Diamond conglomerate De Beers has relentlessly mined this area and become one of the most successful cartels in modern commerce. Their skill? To invent a big-money myth that turned tiny crystals of carbon into glittering tokens of wealth, power and romance. The diamond as the standard symbol of marriage did not exist until De Beers came along in 1888. Within 70 years, the diamond engagement ring was de rigueur and the diamond was ‘forever’ (even though it could be shattered,  discoloured or incinerated to ash). Fuelled by shrewd marketing to perpetuate the illusion of scarcity, and a monopolistic business ethic that took no prisoners, the diamond became the most sought-after precious stone on earth.

Now that they’ve all been collected from the beach, De Beers tentatively allows tourists to trample around their empty treasure chest. Limited permits are available if you pass stringent security checks. Not that there is much demand. Visitors are sparse: sporadic four-wheel drive nomads hitting the Namaqualand trail, occasional botanists fawning over rare flora and sometimes surfers seeking solitude and waves.

The surf is infuriatingly capricious. Prevailing cross-shore southerly winds blow for months, scouring the best swells. Looming coastal fog shadows the coast for weeks, leaching warmth from the land and driving the hardest miners to despair. The frigid sea is a breeding ground for great whites. Then there are the waves: great wind-blasted lumps that randomly strike the jagged reefs like cannon fire, tormenting the most deserving surfers, who gibber in anguish as they wait for better days.

But when warm land breezes blow from the desert – burning off the fog, caressing the sea and composing the swell – these waves become the choicest gifts from old Neptune’s sea chest. And there are no crowds – ever. Only one group of surfers gets access at a time. To get a permit you must know someone. Then you need a guide, a four-wheel drive with a winch, GPS coordinates and a secret handshake. Bizarrely, you must hire a diamond detective to trail you incognito (well that’s what we are told).

We are three Cape Town surfers. Lance, a professional surf photographer, is our reluctant, bearded guru. Having explored this strip over 10 years he has clocked up trips with legendary surf journalists and surfers. Without Lance’s insider knowledge, we would-be lost. Ray’s ‘a-friend-to-all-the-world’ from way back who has dreamed about this trip for years. Lovely people Ray and Lance: easygoing, indulgent, funny and lazy to a fault. Perfect companions really.

▶ _Given material_:
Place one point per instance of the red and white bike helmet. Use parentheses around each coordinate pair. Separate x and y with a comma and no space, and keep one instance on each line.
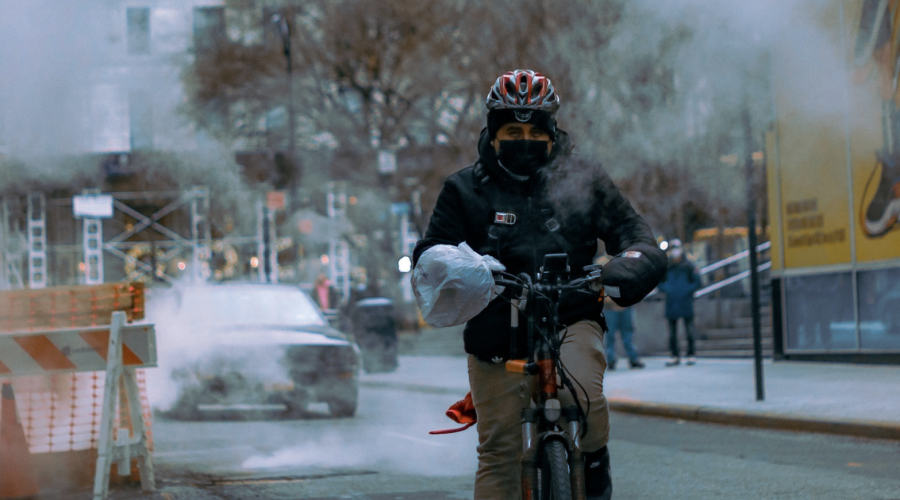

▶ _Task 1_: In the account of surfing the diamond coast, how many years has Lance spent exploring this strip?
▶ _Task 2_: Carry the account of surfing the diamond coast further, starting after its final sentence.
The listing has no role here.

▶ _Expected output 1_: Over 10 years.

▶ _Expected output 2_:
My naïve exploration here in 2000 was forgettable. The notorious fog warped spring into darkest winter. Visibility and temperature plummeted to the other side of nothing. Taking turns to clutch our gas cooker for warmth, one day bled into another until the dreaded westcoast flu took us, one by sorry one. In our hasty retreat, I wrecked my car’s suspension. It was a wretched limp back to Cape Town. Our boards didn’t even leave the safety of the car roof.

It is with trepidation that I return, chasing the dream of uncrowded waves with friends. Our plan is simple but sketchy: surf, take photographs, play boulles and master the one-egg omelette.

After a long day’s drive on hideously gutted dust roads, we arrive at a gulag-style border post with matching watchtower, barbed wire and armed guards. A sign bearing the De Beers logo ‘a diamond is forever’ is crowned by a crow, impervious to the icy gale that mercilessly subjugates the forlorn coastline. An apologetic winter sun briefly illuminates a bleak wasteland, then skulks behind a mountainous mine dump.

Driving slowly to our base camp, we see disturbing rows of flower-strewn crosses lining the dead-straight road – mementoes of fatal car crashes. In the falling light, we see springbok grazing. Later an ostrich breaks cover and flashes in front of us, narrowly avoiding collision.

We recover with a beer and watch the sunset over the Atlantic. Far away, rows of tiny white ribbons unfurl in the sea, offering a tempting glimpse of what we have come to find.

On the way in, our shelter had looked like a rogue military compound commissioned by Mad Max. The rough-hewn straggle of small cottages is open-plan clumps of asbestos, stone, rope and concrete. But there are endearing touches: a massive whale pelvis is a bench, a largest one fireplace warms the lounge, and mobiles (shells, glass and fragile bird bones) hang from the ceiling.


A massive generator powers the compound from 7pm to 10.30pm, even though we are the only guests. The water is undrinkable. It’s so hard it hurts to shower. Soap stubbornly refuses to lather. Come 10.30 pm and we are unprepared, scratching in the dark for candles. Lying in a wobbly old army bed, I hear the surf hammering the beach and the wind whistling through cracks in the thin walls, trying to remember lines to Arnold’s haunting poem about a beach – something about being true to your love, ignorant armies clashing at night, naked shingles and long melancholy roars. My iPod relieves me and I drift off to sleep to a BBC podcast about the impending water wars that will engulf our world soon. Apparently.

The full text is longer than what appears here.